De la compression à la latentisation

L’hypermnésie et ses apories infrastructurelles

L’intervalle temporel qui nous précède (1994-2014) fut marqué par l’émergence d’une hypermnésie techno-culturelle — cette accumulation exponentielle des rétentions mémorielles rendue possible par le double processus d’échantillonnage-numérisation du sensible et par sa captation décentralisée qu’autorisait la structure réticulaire du Web. Cette période — qu’on pourrait qualifier d’hyper-industrielle — nous a confrontés à un paradoxe onto-technique : alors même que nous célébrions l’étonnante capacité des supports matériels à contenir des quantités toujours plus vertigineuses de signes, l’infrastructure exigée pour cette conservation s’est révélée de plus en plus vorace en ressources tant énergétiques que matérielles. La tension entre l’infinité potentielle du stockable et la finitude des moyens de stockage a ainsi dessiné les contours d’une crise infra-mémorielle.

DONNÉES AFFICHÉES =
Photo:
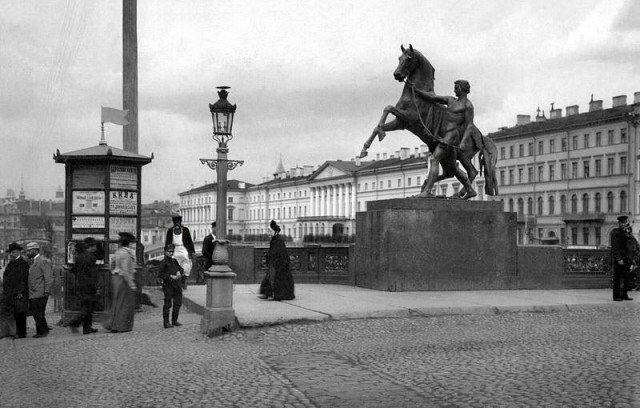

CONSIGNE =
Pour chaque affirmation, dites si elle concorde avec le texte sur l’hypermnésie en répondant oui ou non, puis citez les mots du texte qui tranchent.
1. La période évoquée s’étend de 1994 à 2014.
2. L’infrastructure de conservation est devenue de moins en moins gourmande en ressources.
3. Le texte propose de qualifier cette période d’hyper-industrielle.

RÉPONSE RÉDIGÉE =
1. Oui : « L’intervalle temporel qui nous précède (1994-2014) ».
2. Non : « s’est révélée de plus en plus vorace en ressources tant énergétiques que matérielles ».
3. Oui : « qu’on pourrait qualifier d’hyper-industrielle ».